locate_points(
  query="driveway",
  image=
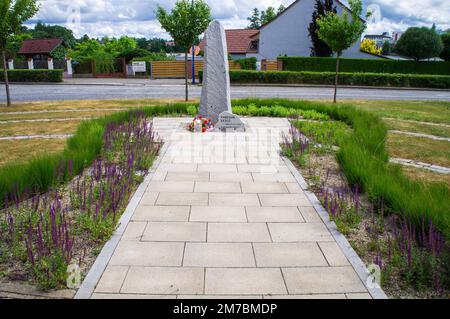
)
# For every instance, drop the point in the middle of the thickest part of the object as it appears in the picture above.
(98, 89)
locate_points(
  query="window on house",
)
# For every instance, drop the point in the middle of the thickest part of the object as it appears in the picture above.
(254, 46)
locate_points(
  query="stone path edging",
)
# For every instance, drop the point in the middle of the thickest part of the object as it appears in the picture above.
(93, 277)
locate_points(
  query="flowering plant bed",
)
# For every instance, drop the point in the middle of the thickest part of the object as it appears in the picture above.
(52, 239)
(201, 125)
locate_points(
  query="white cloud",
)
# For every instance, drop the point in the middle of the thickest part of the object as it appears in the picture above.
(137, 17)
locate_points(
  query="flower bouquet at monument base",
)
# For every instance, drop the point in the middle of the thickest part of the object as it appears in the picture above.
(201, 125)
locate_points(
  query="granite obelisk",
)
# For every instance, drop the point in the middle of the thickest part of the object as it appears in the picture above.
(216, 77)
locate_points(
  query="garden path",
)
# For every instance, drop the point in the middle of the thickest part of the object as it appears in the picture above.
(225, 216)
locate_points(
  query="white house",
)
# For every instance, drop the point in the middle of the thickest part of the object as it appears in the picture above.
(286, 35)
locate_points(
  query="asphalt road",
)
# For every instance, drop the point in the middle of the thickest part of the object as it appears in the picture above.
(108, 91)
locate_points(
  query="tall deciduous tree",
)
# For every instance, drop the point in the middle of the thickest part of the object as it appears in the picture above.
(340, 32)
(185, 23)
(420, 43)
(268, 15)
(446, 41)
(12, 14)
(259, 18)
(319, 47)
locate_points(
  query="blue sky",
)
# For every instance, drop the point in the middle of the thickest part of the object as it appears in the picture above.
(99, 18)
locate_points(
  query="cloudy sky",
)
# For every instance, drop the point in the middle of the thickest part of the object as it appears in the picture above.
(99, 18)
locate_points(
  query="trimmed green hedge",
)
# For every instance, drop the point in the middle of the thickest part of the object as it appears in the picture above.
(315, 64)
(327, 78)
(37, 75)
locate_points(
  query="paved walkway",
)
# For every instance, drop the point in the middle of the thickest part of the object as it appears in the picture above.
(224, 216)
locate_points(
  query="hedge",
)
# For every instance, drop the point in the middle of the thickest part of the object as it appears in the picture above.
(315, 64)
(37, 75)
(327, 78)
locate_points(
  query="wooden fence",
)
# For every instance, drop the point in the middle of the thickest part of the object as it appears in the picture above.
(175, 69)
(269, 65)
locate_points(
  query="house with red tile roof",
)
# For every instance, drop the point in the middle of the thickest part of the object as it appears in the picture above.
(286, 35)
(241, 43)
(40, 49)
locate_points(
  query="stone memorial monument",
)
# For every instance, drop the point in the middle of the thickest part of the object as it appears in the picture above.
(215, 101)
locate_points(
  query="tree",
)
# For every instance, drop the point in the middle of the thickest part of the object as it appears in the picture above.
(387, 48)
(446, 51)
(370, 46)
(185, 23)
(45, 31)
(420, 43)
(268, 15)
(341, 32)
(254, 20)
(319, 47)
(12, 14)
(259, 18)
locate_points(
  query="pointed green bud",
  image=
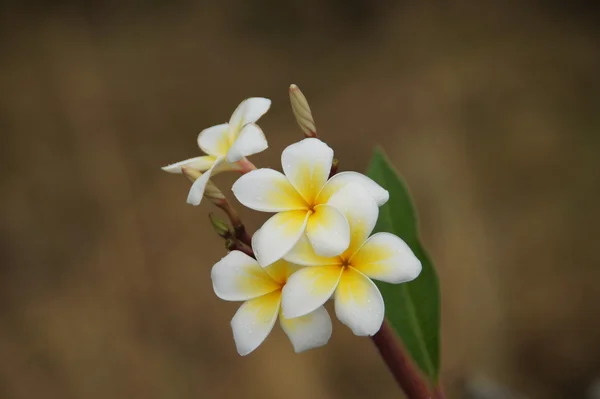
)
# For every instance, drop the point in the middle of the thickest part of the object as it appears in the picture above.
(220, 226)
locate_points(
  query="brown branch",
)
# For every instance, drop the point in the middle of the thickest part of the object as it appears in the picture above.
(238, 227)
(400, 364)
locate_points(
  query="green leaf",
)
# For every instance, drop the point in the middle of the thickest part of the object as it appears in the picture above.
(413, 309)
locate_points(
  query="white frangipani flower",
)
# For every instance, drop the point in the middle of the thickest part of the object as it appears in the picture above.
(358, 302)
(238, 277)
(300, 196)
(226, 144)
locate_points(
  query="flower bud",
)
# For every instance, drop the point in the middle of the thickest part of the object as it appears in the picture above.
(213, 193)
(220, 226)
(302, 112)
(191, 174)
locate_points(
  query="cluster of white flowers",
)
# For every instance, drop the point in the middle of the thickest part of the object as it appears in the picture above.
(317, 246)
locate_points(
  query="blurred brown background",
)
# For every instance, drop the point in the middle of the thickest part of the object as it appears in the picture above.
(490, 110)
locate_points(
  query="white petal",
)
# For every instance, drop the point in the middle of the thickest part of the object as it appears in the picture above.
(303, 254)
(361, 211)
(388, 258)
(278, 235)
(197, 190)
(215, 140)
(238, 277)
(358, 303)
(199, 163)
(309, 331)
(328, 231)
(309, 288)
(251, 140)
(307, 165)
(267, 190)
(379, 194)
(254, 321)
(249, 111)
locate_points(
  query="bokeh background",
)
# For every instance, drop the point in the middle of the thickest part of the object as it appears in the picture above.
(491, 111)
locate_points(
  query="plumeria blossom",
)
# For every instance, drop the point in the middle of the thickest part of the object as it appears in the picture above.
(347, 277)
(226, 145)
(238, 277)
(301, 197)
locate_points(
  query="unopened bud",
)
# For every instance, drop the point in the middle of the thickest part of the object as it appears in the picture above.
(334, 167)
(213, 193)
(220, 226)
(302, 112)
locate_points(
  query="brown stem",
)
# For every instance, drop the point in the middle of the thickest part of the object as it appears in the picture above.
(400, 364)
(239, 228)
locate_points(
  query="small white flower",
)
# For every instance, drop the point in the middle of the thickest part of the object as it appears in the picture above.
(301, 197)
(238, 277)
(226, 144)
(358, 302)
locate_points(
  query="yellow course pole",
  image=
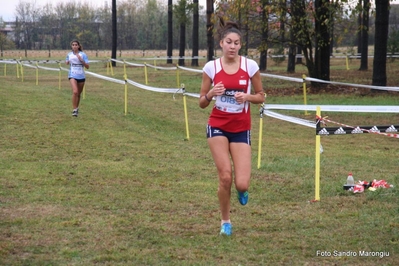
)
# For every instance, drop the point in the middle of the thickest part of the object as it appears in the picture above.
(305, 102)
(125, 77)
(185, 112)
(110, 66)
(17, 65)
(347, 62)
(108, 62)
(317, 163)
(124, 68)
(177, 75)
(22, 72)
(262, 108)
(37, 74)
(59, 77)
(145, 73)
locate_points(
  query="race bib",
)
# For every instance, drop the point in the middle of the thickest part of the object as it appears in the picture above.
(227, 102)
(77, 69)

--- Problem requirements ---
Using the records above, output their complete text exactly, minus any images.

--- Solution to the problem ---
locate_points(
  query="driveway",
  image=
)
# For every instance, drop the point in the middle of the thickest part of the object as it appears in the picture above.
(98, 89)
locate_points(
  query="window on house",
)
# For every instance, drop the point in the middle of the thickest part of the object as it appears in the picture above.
(254, 46)
locate_points(
  query="stone path edging",
)
# For every instance, drop the point in the middle of the thickest part of the object as it appears in the picture above.
(93, 277)
locate_points(
  query="flowering plant bed",
)
# For every instance, drop the point in the middle of the thickest part of the object as it appears in the picture above.
(52, 239)
(201, 125)
locate_points(
  query="white cloud",
)
# For every instance, drop the point in the middle of the thickest part of the object as it appears in the picture above.
(137, 17)
locate_points(
  query="flower bouquet at monument base",
)
# For every instance, drop the point in the middle of the thickest part of the object as it appears in the picture above.
(201, 125)
locate_points(
  query="granite obelisk",
)
# For every instance, drop the point in the middle of the thickest part of the object as it appears in the picture above.
(216, 77)
locate_points(
  query="garden path",
)
# For every instance, drop the point in the middle of the thickest part of the object as it appears in the picture above.
(225, 216)
locate_points(
  query="white house",
)
# For every instance, drop the point in the middle of the thickest part of the object as it appears in the picture above.
(286, 35)
locate_points(
  query="asphalt road",
)
# For every instance, drop the point in the middle of the thickest part of the object as it appears in the picture above.
(108, 91)
locate_points(
  query="tall deciduous tree",
)
# For every instance, drop the point in the middle of the thickest part of the object as it appears in the picture above.
(340, 32)
(185, 23)
(420, 43)
(268, 15)
(446, 41)
(12, 14)
(259, 18)
(319, 47)
locate_points(
  query="blue sky",
)
# For every instance, drop the point in the middle of the thickest part of the object as it appears in the picture above.
(99, 18)
locate_points(
  query="cloudy sky",
)
# For every instance, drop the point in the middle of the thickest part of the object as it appears in the picture above.
(99, 18)
locate_points(
  query="trimmed green hedge",
)
# For every instance, drop the point in the middle of the thickest part of the object as it appears in the picture above.
(315, 64)
(327, 78)
(37, 75)
locate_points(
  query="paved walkway",
)
# For every instance, drop the point in the middle of the thickest part of the object as it appears in the picture above.
(224, 216)
locate_points(
  query="hedge",
)
# For every instance, drop the point in the middle of the thickest part of the object as it appears in the picture above.
(315, 64)
(37, 75)
(327, 78)
locate_points(
  query="wooden fence",
)
# For every instance, drop the point in the middle of the thickest part of the object as it appears in the picture above.
(175, 69)
(269, 65)
locate_points(
  query="house with red tile roof",
)
# For every instance, drop the point in the middle of the thickest part of the object as it appears in the picture above.
(286, 35)
(241, 43)
(40, 49)
locate_points(
  query="stone memorial monument",
)
# For every instance, drop the point in the middle of the thickest part of the object as it appears in the picture above.
(215, 101)
locate_points(
  query="tree",
)
# For every instance, drop the point in the middle of the thickest part of the object as it appears in the picture above.
(387, 48)
(446, 51)
(370, 46)
(185, 23)
(45, 31)
(420, 43)
(268, 15)
(341, 32)
(254, 20)
(319, 47)
(12, 14)
(259, 18)
locate_points(
  query="pointed green bud",
  image=
)
# For every instance, drop the point in the middle of the thickest part of the object as it appears in the picture above.
(220, 226)
locate_points(
  query="brown branch",
)
# For every instance, drop the point in the middle of the thickest part of the object as it appears in the picture above.
(238, 227)
(400, 364)
locate_points(
  query="green leaf",
)
# For every instance, drop the point in the middle of the thickest part of the object as it appears in the picture above.
(413, 309)
locate_points(
  query="white frangipani flower",
)
# For every instance, drop the point in the middle of the thickest part of the object as it appears in the picture above.
(358, 302)
(238, 277)
(300, 196)
(226, 144)
locate_points(
  query="flower bud",
)
# For every instance, drop the point in the middle of the thickest part of the object as it appears in the picture above.
(213, 193)
(220, 226)
(302, 112)
(191, 174)
locate_points(
  query="cluster of white flowers",
)
# For every instance, drop the point in the middle of the thickest part of the object as it appears in the picture above.
(317, 246)
locate_points(
  query="blurred brown background",
)
# For every instance, drop the point in the middle of the thickest part of the object as it appears in the picture above.
(490, 110)
locate_points(
  query="white petal",
)
# For every instance, drop the point in the middle of the thickest part of the object as it appears in the picture above.
(303, 254)
(361, 211)
(388, 258)
(278, 235)
(197, 190)
(215, 140)
(238, 277)
(358, 303)
(199, 163)
(309, 331)
(328, 231)
(309, 288)
(251, 140)
(307, 165)
(267, 190)
(379, 194)
(254, 321)
(249, 111)
locate_points(
  query="bokeh background",
)
# For every instance, drop the point in the middle of the thickest part of the object as it appears in the picture above.
(491, 111)
locate_points(
  query="plumeria blossom",
)
# For every instance, drop the point in the middle of the thickest part of the object as it appears in the picture above.
(347, 277)
(226, 145)
(238, 277)
(301, 197)
locate_points(
  query="unopened bud",
)
# For every instance, drop the point in the middle of the thickest part of the object as it appears in the picture above.
(334, 167)
(213, 193)
(220, 226)
(302, 112)
locate_points(
  query="brown stem",
)
# For every instance, drop the point in the middle of the thickest part of the object as it appears in the picture above.
(400, 364)
(239, 228)
locate_points(
  query="small white flower",
)
# For every instance, drop the point in the middle of the thickest part of the object as it appears in the picture above.
(301, 197)
(238, 277)
(226, 144)
(358, 302)
locate_points(
  query="yellow course pole",
  image=
)
# For every instance, drop the point in the middle of the thickest part of the object as it appears in the picture above.
(305, 102)
(125, 77)
(185, 112)
(110, 66)
(17, 65)
(347, 62)
(108, 62)
(317, 163)
(124, 68)
(177, 75)
(22, 72)
(262, 108)
(37, 74)
(59, 77)
(145, 73)
locate_points(
  query="race bib",
)
# For every instance, drop the point in the middle of the thickest part of the object as it appears in the picture above.
(227, 102)
(77, 69)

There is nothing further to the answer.